- [BLOC DE TEXTE]

ART | CRITIQUE

Par nature

PJérôme Gulon
@12 Oct 2012

«Par Nature» se présente comme un parcours à la fois récréatif et intelligent, où le spectateur est bien souvent amené à jouer un rôle actif dans les œuvres proposées. Celles-ci apparaissent comme de véritables métaphores interrogeant le concept de «retour à la nature», aujourd’hui brandi comme un nouvel idéal dans nos sociétés post-industrielles.

Les premières œuvres que l’on découvre sous la nef du Centquatre sont de dimensions carrément grandioses et sondent notre rapport à la nature.
Tout d’abord, l’installation I Am Free de Moataz Nasr apparaît comme une grande pyramide blanche composée de marches, que nous sommes invités à gravir peu à peu (du moins pour ceux qui ne souffrent pas de vertige), pour finalement en atteindre le sommet et pouvoir y déployer nos ailes au-dessus des spectateurs. En effet, une paire d’ailes majestueuses est dessinée tout au haut de la pyramide avec un néon formant la phrase «I Am Free» et, une fois que nous avons gravi le dernier échelon, nous pouvons étendre nos bras contre le mur de l’installation, comme si ceux-ci se transformaient en ailes.

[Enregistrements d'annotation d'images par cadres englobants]

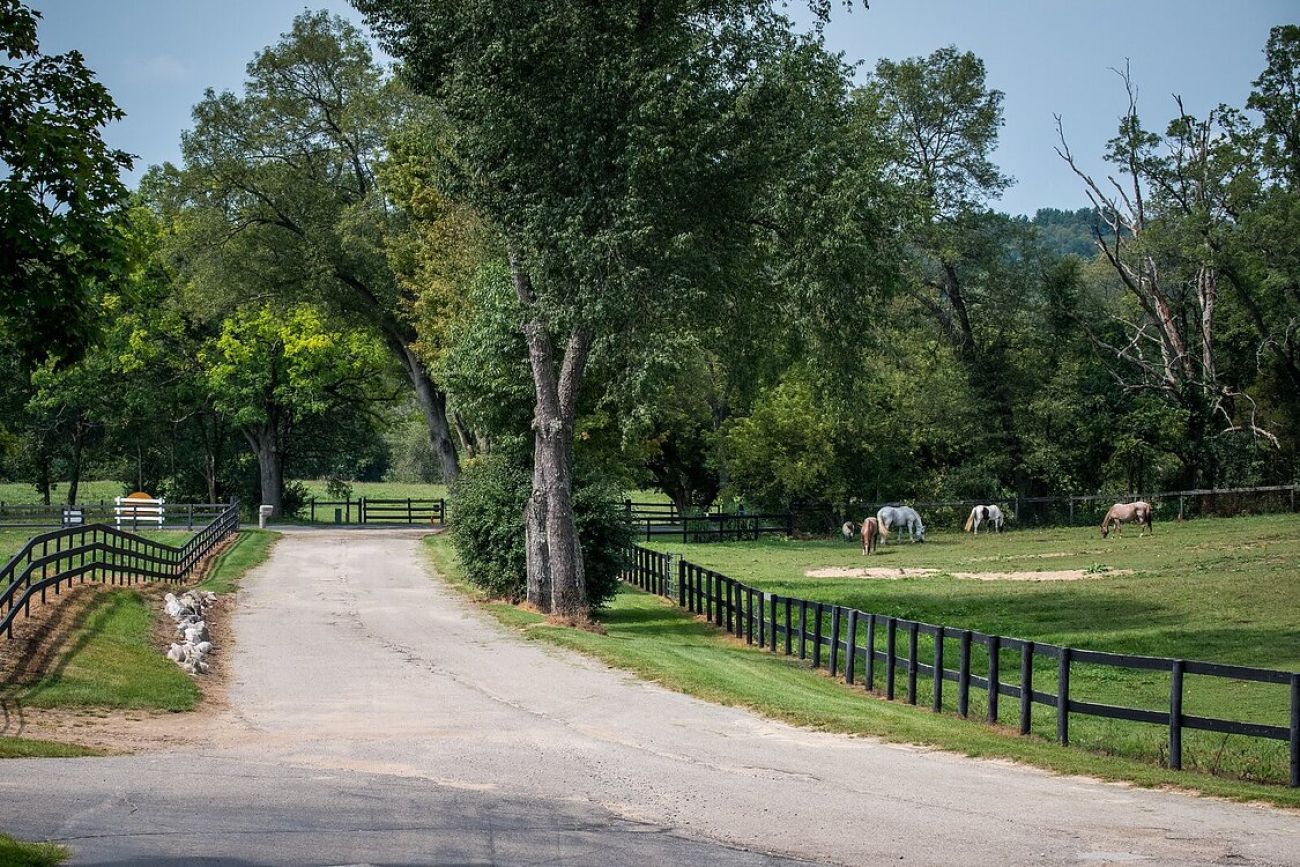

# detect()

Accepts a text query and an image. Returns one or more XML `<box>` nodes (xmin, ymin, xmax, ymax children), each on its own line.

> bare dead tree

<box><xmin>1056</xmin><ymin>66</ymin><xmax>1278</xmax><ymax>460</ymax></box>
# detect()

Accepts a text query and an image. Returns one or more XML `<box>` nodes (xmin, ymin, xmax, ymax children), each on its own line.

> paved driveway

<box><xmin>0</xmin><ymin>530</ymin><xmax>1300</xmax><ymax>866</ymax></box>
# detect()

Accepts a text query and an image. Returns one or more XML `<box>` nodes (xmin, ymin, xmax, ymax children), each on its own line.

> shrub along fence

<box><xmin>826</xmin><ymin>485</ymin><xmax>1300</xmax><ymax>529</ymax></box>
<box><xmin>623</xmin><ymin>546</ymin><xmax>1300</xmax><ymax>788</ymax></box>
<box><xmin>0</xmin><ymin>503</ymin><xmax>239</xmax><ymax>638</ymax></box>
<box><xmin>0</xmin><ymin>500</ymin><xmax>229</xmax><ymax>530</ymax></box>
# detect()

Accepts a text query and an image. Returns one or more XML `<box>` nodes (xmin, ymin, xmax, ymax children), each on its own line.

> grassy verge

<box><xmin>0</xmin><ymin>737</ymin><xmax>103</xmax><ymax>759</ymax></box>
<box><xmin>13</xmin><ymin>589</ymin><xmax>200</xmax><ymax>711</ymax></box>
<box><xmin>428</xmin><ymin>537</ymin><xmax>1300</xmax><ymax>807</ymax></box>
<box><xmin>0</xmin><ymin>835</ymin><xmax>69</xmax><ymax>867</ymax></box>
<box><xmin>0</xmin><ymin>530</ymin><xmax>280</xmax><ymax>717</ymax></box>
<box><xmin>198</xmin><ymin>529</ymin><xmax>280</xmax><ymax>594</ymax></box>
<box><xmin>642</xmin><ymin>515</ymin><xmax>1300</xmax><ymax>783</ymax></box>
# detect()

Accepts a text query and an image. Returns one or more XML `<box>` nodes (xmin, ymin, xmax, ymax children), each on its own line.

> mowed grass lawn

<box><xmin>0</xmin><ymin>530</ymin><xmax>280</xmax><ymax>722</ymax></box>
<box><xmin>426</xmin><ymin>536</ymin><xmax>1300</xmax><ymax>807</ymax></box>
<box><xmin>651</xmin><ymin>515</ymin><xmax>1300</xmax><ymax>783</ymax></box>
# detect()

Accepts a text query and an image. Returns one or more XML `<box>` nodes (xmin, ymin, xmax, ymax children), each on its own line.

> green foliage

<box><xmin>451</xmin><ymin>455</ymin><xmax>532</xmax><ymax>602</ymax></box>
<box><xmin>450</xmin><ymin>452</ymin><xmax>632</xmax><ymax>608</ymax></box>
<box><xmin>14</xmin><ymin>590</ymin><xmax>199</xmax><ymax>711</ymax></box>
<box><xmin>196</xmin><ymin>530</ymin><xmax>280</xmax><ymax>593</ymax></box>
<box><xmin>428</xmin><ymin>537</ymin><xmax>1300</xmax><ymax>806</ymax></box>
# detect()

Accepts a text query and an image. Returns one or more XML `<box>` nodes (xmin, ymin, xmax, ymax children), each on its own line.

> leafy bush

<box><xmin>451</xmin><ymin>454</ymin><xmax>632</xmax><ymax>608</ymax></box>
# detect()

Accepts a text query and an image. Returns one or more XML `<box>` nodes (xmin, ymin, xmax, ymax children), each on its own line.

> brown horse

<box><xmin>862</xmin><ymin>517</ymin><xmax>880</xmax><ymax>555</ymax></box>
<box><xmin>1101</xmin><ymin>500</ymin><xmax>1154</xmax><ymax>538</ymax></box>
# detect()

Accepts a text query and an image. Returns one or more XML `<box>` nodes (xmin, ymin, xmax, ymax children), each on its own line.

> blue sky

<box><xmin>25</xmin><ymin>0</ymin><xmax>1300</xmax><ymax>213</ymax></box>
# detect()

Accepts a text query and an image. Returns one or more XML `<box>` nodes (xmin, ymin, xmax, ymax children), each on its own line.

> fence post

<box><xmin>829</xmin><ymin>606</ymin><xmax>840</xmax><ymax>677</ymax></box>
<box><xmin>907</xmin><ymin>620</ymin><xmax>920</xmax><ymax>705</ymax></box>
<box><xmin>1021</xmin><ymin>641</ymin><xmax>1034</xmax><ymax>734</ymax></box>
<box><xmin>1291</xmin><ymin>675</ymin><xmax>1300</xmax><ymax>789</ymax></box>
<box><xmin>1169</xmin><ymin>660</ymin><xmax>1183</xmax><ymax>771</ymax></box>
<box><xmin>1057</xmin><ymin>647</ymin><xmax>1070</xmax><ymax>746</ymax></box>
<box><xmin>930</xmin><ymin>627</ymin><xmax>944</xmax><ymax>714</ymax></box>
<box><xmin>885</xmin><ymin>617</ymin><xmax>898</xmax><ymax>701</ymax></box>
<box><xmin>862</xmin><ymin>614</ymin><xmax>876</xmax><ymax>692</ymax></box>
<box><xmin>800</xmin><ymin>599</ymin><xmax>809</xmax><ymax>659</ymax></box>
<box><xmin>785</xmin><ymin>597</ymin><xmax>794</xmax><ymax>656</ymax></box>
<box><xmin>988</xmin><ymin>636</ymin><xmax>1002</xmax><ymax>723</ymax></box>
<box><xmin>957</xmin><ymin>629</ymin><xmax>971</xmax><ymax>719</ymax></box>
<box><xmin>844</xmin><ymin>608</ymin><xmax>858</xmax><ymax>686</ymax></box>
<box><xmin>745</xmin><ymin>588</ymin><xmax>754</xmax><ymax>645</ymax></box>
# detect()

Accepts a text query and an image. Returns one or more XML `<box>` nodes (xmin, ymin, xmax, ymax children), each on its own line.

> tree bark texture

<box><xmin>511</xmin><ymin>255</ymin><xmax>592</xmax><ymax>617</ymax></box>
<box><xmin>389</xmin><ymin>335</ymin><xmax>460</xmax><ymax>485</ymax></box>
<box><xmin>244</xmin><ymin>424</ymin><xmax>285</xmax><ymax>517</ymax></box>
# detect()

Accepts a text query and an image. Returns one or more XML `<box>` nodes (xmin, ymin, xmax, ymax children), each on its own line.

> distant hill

- [TÂCHE DEMANDÉE A] Rebaptisez « nef » en « grande halle » en recopiant la critique de l'exposition «Par Nature» depuis les mots « ART | CRITIQUE » jusqu'aux mots « à la nature. » inclus.
- [TÂCHE DEMANDÉE B]
Répondez à ces questions sur la critique de l'exposition «Par Nature» :
(i) Quel concept les œuvres proposées interrogent-elles ?
(ii) Où découvre-t-on les premières œuvres ?
(iii) Quel artiste a réalisé l'installation I Am Free ?
- [TÂCHE DEMANDÉE C] Poursuivez la critique de l'exposition «Par Nature» en reprenant après sa dernière phrase.

- [RÉPONSE RÉDIGÉE A]
ART | CRITIQUE

Par nature

PJérôme Gulon
@12 Oct 2012

«Par Nature» se présente comme un parcours à la fois récréatif et intelligent, où le spectateur est bien souvent amené à jouer un rôle actif dans les œuvres proposées. Celles-ci apparaissent comme de véritables métaphores interrogeant le concept de «retour à la nature», aujourd’hui brandi comme un nouvel idéal dans nos sociétés post-industrielles.

Les premières œuvres que l’on découvre sous la grande halle du Centquatre sont de dimensions carrément grandioses et sondent notre rapport à la nature.

- [RÉPONSE RÉDIGÉE B]
(i) Le concept de «retour à la nature».
(ii) Sous la nef du Centquatre.
(iii) Moataz Nasr.

- [RÉPONSE RÉDIGÉE C]
Moataz Nasr reprend ainsi la structure typiquement égyptienne qu’est la pyramide. Mais cette pyramide n’apparaît plus comme le tombeau des pharaons qui, une fois morts, entraient en contact avec des dieux ayant une apparence mi humaine mi animale (on peut d’autant plus penser aux dieux Ra ou Thot qui sont représentés avec des têtes d’oiseau). Cette pyramide semble toutefois garder un certain lien avec la quête de transcendance, puisque nous nous élevons petit-à-petit au-dessus du sol, pour finalement fusionner avec des ailes d’oiseau, éminent symbole de liberté. De plus, nous sommes invités à nous faire photographier en haut de la pyramide, comme pour nous offrir un semblant d’immortalité à travers notre image restant gravée sur le cliché. Alors, le vrai retour à la nature, est-ce redécouvrir une liberté originelle et s’affranchir de nos soucis modernes et s’élever au-dessus de nos basses préoccupations matérielles? Et cette «nature» à laquelle on se réfère tant, est-elle en elle-même immortelle?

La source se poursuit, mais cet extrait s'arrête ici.